**Supplied passage**
# # # # #

## Yelp Challenge

Dataset Documentation: <br>
https://www.yelp.com/dataset/documentation/main

In [33]:
import pandas as pd
import numpy as np
from cmfrec import CMF
import pycmf

from surprise import SVD
from surprise import accuracy
from surprise import Reader
from surprise import KNNBasic

import matplotlib.pyplot as plt
import tarfile
import json
from tqdm import tqdm

In [11]:
zf = tarfile.open('yelp_dataset.tar') 
#df = pd.read_csv(zf.open('intfile.csv'))
for name in zf.list():
    print (name)

?rw-r--r-- daniellg/users  138279749 2018-11-15 11:22:39 business.json 
?rw-r--r-- daniellg/users  408807658 2018-11-15 11:25:00 checkin.json 
?rw-r--r-- daniellg/users 5347475638 2018-11-15 11:35:37 review.json 
?rw-r--r-- daniellg/users  244535478 2018-11-15 11:26:18 tip.json 
?rw-r--r-- daniellg/users 2485747393 2018-11-15 11:24:48 user.json 
?rw-r--r-- daniellg/users   25661152 2019-01-11 19:06:09 photo.json 
?rw-r--r-- daniellg/users     101186 2019-01-14 11:31:35 Dataset_Challenge_Dataset_Agreement.pdf 
?rw-r--r-- daniellg/users     111822 2019-01-14 11:35:09 Yelp_Dataset_Challenge_Round_13.pdf 


TypeError: 'NoneType' object is not iterable

In [12]:
## Feel free to extract more files here
zf.extract("review.json")
zf.extract("business.json")
zf.extract("user.json")

In [6]:
# load business.json
# 192609 unique businesses?
line_count = len(open("./yelp_dataset/business.json").readlines())
business_ids, cities, states, latitudes, longitudes, stars, review_counts, attributes, categories = [], [], [], [], [], [], [], [], []
with open("./yelp_dataset/business.json") as f:
    for line in tqdm(f, total=line_count):
        blob = json.loads(line)
        business_ids += [blob["business_id"]]
        cities += [blob["city"]]
        states += [blob["state"]]
        latitudes += [blob["latitude"]]
        longitudes += [blob["longitude"]]
        stars += [blob["stars"]]
        review_counts += [blob["review_count"]]
        attributes += [blob["attributes"]]
        categories += [blob["categories"]]
        
businesses = pd.DataFrame(
    {"business_id": business_ids, "city": cities, "state": states, "latitude": latitudes, "longitude": longitudes, "stars": stars, "review_counts": review_counts, "attributes": attributes, "categories":categories }
)

100%|██████████| 192609/192609 [00:02<00:00, 74126.15it/s]


In [7]:
# load user.json
# 1637138 unique users?
line_count = len(open("./yelp_dataset/user.json").readlines())
users, review_counts, elites, average_stars, friends = [], [], [], [], []
with open("./yelp_dataset/user.json") as f:
    for line in tqdm(f, total=line_count):
        blob = json.loads(line)

# # # # #

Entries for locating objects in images
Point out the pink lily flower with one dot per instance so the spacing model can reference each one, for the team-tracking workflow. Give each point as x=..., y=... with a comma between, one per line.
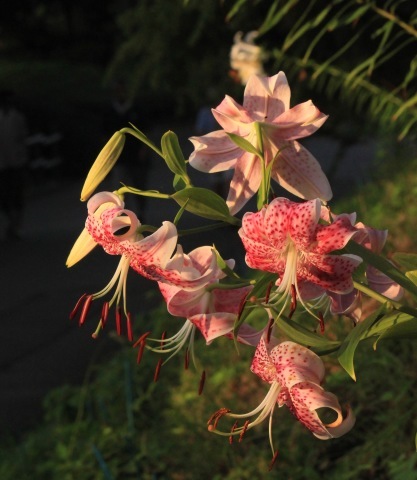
x=351, y=304
x=287, y=238
x=212, y=310
x=295, y=375
x=116, y=230
x=266, y=103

# # # # #

**Task instructions**
Reproduce everything in the Yelp Challenge notebook from "from surprise import SVD" down to "zf = tarfile.open('yelp_dataset.tar')", character for character.

**Result of this task**
from surprise import SVD
from surprise import accuracy
from surprise import Reader
from surprise import KNNBasic

import matplotlib.pyplot as plt
import tarfile
import json
from tqdm import tqdm

In [11]:
zf = tarfile.open('yelp_dataset.tar')